Aim — Decide whether each statement agrees with the blog post on eBooks, answering yes or no and quoting the words of the post that settle it. (a) The writer was able to put music already owned onto the iPod. (b) The writer predicts that the traditional publishing system will collapse. (c) The Creative Zen has a larger market share than the iPod.

Reading passage —
########################################

Jan 31 2006



Just ordered it. Happy freaking day.

Arriving on or about March 3rd.

Jan 31 2006

Why eBooks are complimentary, not revolutionary

Michael Hyatt, in a recent post predicted the death of traditional book publishing… someday. Deep Keel disagrees.

Although I’m usually all for technology revolutionizing existing industries, here I’m not so sure it’s going to happen the way Mr. Hyatt thinks.

For one, I dislike his iPod analogy for several reasons:

1. Listening to music on an iPod is vastly superior in all ways to listening to it on a CD. Yes there’s a ‘quality’ hit, but honestly… who cares? The core, the guts of the song are there, and that’s what counts. I can listen to my iPod or a CD – I have a choice.
— E-Ink has many advantages and disadvantages in it’s current state.

2. When I bought my iPod I could put all the music I already owned on it. It made my existing (large) investment more useful and portable.
— Currently only new books available on eBook form could be put on an e-reader. No-one is unveiling a program to let you download books you already own and I doubt anyone will (Amazon might let you do it for a small charge?).

3. Just as Sony is being raked over the coals (and taken to court) for going too far in trying to protect its content, publishers will go too far and make their books less useful in trying to protect them from average citizens. Although the iPod supports DRM (iTunes store) it’s normally used to play non DRM content. DRMed content (iTunes) is also available in non DRMed forms (CDs).
— Treating your customers like criminals is a bad business strategy. I can lend a book to a friend, how do I lend an e-book? How do I check out an eBook from the library? How do I buy an eBook as a gift? These are some of the key features of a BOOK- ease of lending, libraries and gift buying are all reasons books are bought today- and big reasons in many cases.

4. iPods are a fashion/social statement.
— An eBook reader as a fashion statement? Maybe — but it’ll have to be really cool. The Creative Zen has more features than an iPod… and one tenth the market share.

Will eBooks be big? Sure. Will we see a plethora of eBook readers in the next few years? Sure. Will the traditional publishing system collapse. Hardly. It will have to adapt, but not nearly as much as the music and movie industries will. They are all content, but they are valued and consumed in completely different ways.

########################################

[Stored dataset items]

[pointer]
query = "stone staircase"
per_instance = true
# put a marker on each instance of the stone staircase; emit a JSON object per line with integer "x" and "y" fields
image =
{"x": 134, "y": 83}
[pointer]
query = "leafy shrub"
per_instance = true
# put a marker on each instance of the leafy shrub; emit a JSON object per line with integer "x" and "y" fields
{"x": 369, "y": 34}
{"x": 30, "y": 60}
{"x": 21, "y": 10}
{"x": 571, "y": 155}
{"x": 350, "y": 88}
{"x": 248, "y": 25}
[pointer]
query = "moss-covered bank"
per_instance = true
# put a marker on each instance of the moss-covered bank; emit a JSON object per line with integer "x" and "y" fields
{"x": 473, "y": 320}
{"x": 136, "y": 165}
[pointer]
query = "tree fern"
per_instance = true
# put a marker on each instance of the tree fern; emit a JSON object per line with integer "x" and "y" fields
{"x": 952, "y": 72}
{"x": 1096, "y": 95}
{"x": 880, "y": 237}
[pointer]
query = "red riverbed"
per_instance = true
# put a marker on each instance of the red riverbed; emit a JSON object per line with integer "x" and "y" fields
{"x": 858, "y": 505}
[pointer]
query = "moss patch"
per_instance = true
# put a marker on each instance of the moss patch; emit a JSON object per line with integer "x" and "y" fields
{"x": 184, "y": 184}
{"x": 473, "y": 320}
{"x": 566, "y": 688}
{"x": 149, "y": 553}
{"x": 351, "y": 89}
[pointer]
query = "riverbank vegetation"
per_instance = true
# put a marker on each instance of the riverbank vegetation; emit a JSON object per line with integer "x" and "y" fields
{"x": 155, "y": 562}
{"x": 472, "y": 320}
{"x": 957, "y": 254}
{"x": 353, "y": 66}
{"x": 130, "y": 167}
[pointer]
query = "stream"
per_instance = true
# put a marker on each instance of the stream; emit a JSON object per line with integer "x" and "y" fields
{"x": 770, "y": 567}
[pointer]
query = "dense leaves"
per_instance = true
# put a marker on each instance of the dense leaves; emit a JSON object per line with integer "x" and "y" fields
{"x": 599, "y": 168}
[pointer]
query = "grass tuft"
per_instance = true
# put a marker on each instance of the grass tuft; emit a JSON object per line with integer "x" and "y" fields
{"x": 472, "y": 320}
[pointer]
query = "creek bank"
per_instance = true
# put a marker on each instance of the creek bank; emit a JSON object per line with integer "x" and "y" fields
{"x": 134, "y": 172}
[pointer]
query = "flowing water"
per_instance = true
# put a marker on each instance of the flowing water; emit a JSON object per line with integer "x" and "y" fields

########################################

Answer in full —
(a) Yes: "When I bought my iPod I could put all the music I already owned on it."
(b) No: "Will the traditional publishing system collapse. Hardly."
(c) No: "The Creative Zen has more features than an iPod… and one tenth the market share."